书面练习 1: 列出记录中所有含有字符串“chain”的行，区分大小写。

正文部分:
10. 正则表达式匹配 [hard]

https://leetcode-cn.com/problems/regular-expression-matching

给你一个字符串 s 和一个字符规律 p，请你来实现一个支持 '.' 和 '*' 的正则表达式匹配。

'.' 匹配任意单个字符
'*' 匹配零个或多个前面的那一个元素

所谓匹配，是要涵盖整个字符串 s的，而不是部分字符串。

说明:

s 可能为空，且只包含从 a-z 的小写字母。
p 可能为空，且只包含从 a-z 的小写字母，以及字符 . 和 *。

示例 1:

输入:
s = "aa"
p = "a"
输出: false
解释: "a" 无法匹配 "aa" 整个字符串。

示例 2:

输入:
s = "aa"
p = "a*"
输出: true
解释: 因为 '*' 代表可以匹配零个或多个前面的那一个元素, 在这里前面的元素就是 'a'。因此，字符串 "aa" 可被视为 'a' 重复了一次。

示例 3:

输入:
s = "ab"
p = ".*"
输出: true
解释: ".*" 表示可匹配零个或多个（'*'）任意字符（'.'）。

示例 4:

输入:
s = "aab"
p = "c*a*b"
输出: true
解释: 因为 '*' 表示零个或多个，这里 'c' 为 0 个, 'a' 被重复一次。因此可以匹配字符串 "aab"。

示例 5:

输入:
s = "mississippi"
p = "mis*is*p*."
输出: false

通过次数81,627 | 提交次数289,182

Second Try

2020-06-13

First Try的加速版本，当时还没想到有重复的路径需要用用cache缓存，只是考虑到每次递归调用都需要复制字符串，担心耗费太多时间，于是传入同一个字符串和当前处理的指针位置。速度最终是有点提升，但没用cache缓存的时候还是挂掉了，问题还是在于状态的保存，动态规划。

既然Fist Try中的string消耗递归也没影响多少时间，这步优化可以不用。

class Solution(object):
    def isMatch(self, s, p):
        """
        :type s: str
        :type p: str
        :rtype: bool

        - 还是考虑使用回溯法，看是否能够同时消耗掉string和pattern
        - *号依然每次考虑两个点
        """
        # global k
        # k = 0

        cache = [["" for i in range(len(p)+1)] for j in range(len(s)+1)]
        def match(string, pattern, si, pi):
            # string或者pattern有一个用完了，需要判断是否两个都用完
            # 如果pattern用完了，那么可以肯定认为string必须得用完
            # 如果string用完了，但是pattern没用完，有可能pattern剩下的是无效的，需要允许在string为空的时候继续进入判断
            # 允许string为空的时候进入判断，这个就麻烦了，又写出了几个bug
            # print(string, pattern)

书面练习 2: 根据上面关于正则表达式匹配的正文，判断下列说法是否与正文相符，逐条回答“是”或“否”，并原文引用起决定作用的字句：(a) 字符串 s 只包含从 a-z 的小写字母；(b) 示例 5 中 s = "mississippi"、p = "mis*is*p*." 的输出为 true；(c) 所谓匹配，只需涵盖字符串 s 的一部分即可。

原始数据:
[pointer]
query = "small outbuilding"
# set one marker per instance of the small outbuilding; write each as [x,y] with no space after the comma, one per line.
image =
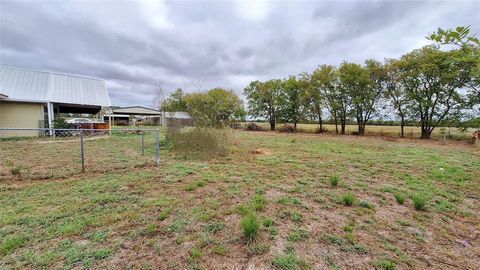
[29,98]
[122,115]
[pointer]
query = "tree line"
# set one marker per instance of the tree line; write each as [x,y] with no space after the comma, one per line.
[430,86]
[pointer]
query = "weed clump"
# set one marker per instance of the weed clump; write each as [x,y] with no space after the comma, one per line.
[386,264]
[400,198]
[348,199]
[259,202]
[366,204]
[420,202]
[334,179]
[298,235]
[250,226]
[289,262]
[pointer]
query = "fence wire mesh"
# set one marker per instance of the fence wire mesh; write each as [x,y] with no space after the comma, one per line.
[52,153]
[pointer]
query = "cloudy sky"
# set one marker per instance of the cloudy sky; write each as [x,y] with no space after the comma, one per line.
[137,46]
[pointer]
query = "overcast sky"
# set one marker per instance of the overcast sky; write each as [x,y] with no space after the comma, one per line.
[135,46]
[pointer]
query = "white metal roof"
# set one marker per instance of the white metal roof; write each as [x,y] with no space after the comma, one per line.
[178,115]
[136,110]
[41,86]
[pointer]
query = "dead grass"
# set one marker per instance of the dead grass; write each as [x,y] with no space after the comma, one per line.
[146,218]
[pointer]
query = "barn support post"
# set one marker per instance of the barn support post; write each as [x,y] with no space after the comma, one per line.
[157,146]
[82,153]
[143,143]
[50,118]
--
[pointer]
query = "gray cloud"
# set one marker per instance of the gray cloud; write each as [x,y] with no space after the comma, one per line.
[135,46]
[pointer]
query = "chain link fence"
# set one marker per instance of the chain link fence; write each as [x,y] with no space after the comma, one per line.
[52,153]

参考答案 1:
query = "chain link fence"
# set one marker per instance of the chain link fence; write each as [x,y] with no space after the comma, one per line.

参考答案 2:
(a) 是。“s 可能为空，且只包含从 a-z 的小写字母。”
(b) 否。示例 5 写明：“p = "mis*is*p*." 输出: false”。
(c) 否。“所谓匹配，是要涵盖整个字符串 s的，而不是部分字符串。”